[Material for the task Boundary: Start]
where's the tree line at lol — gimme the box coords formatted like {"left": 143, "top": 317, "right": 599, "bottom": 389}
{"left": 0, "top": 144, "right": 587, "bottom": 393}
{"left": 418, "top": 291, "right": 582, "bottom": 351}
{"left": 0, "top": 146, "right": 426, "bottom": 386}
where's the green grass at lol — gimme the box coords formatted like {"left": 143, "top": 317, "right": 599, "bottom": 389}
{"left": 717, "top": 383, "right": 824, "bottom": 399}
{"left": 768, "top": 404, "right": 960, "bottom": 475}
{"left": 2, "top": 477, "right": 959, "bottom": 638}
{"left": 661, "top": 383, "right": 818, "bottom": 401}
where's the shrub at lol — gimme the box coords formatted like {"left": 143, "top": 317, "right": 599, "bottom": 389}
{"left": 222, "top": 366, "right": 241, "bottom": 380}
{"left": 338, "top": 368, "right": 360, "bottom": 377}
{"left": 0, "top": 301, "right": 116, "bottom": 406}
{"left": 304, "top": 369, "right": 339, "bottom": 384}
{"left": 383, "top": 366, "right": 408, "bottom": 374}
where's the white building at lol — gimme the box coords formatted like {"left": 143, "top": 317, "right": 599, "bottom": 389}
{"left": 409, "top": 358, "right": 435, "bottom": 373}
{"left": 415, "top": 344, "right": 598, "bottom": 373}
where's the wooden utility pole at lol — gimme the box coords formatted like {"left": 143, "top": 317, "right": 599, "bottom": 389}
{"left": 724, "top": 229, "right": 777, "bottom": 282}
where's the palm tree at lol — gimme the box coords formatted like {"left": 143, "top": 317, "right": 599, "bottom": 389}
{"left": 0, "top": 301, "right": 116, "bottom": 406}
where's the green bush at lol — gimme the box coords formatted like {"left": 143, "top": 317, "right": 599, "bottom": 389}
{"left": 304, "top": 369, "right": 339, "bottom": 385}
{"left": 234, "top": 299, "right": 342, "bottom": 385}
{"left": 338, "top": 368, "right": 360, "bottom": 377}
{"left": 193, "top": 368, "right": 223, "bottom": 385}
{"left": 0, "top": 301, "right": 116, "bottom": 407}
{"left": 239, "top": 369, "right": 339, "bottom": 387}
[Material for the task Boundary: End]
Requirement -
Reproduce exactly what is written in the listing above.

Written solution -
where's the tree line at lol — gimme the box coords formatted like {"left": 143, "top": 317, "right": 599, "bottom": 389}
{"left": 0, "top": 144, "right": 587, "bottom": 393}
{"left": 418, "top": 291, "right": 582, "bottom": 351}
{"left": 0, "top": 146, "right": 426, "bottom": 386}
where's the green grass at lol — gimme the box coords formatted like {"left": 143, "top": 317, "right": 599, "bottom": 389}
{"left": 717, "top": 383, "right": 824, "bottom": 399}
{"left": 768, "top": 404, "right": 960, "bottom": 475}
{"left": 2, "top": 477, "right": 959, "bottom": 638}
{"left": 661, "top": 383, "right": 818, "bottom": 401}
where's the shrub at lol — gimme the box coords formatted like {"left": 143, "top": 317, "right": 599, "bottom": 389}
{"left": 222, "top": 366, "right": 241, "bottom": 380}
{"left": 338, "top": 368, "right": 360, "bottom": 377}
{"left": 0, "top": 301, "right": 116, "bottom": 406}
{"left": 304, "top": 369, "right": 339, "bottom": 384}
{"left": 383, "top": 366, "right": 408, "bottom": 374}
where's the white building at lol — gimme the box coords formatted like {"left": 143, "top": 317, "right": 599, "bottom": 389}
{"left": 409, "top": 358, "right": 435, "bottom": 373}
{"left": 415, "top": 344, "right": 598, "bottom": 373}
where's the wooden utility pole at lol — gimme the box coords formatted like {"left": 143, "top": 317, "right": 599, "bottom": 389}
{"left": 724, "top": 229, "right": 777, "bottom": 282}
where's the palm tree at lol — gimme the box coords formatted like {"left": 143, "top": 317, "right": 599, "bottom": 389}
{"left": 0, "top": 301, "right": 116, "bottom": 406}
where's the green bush at lol — gimme the box coords formatted like {"left": 143, "top": 317, "right": 599, "bottom": 389}
{"left": 304, "top": 369, "right": 339, "bottom": 385}
{"left": 234, "top": 299, "right": 342, "bottom": 385}
{"left": 338, "top": 368, "right": 360, "bottom": 377}
{"left": 193, "top": 368, "right": 223, "bottom": 385}
{"left": 0, "top": 301, "right": 116, "bottom": 407}
{"left": 239, "top": 369, "right": 339, "bottom": 387}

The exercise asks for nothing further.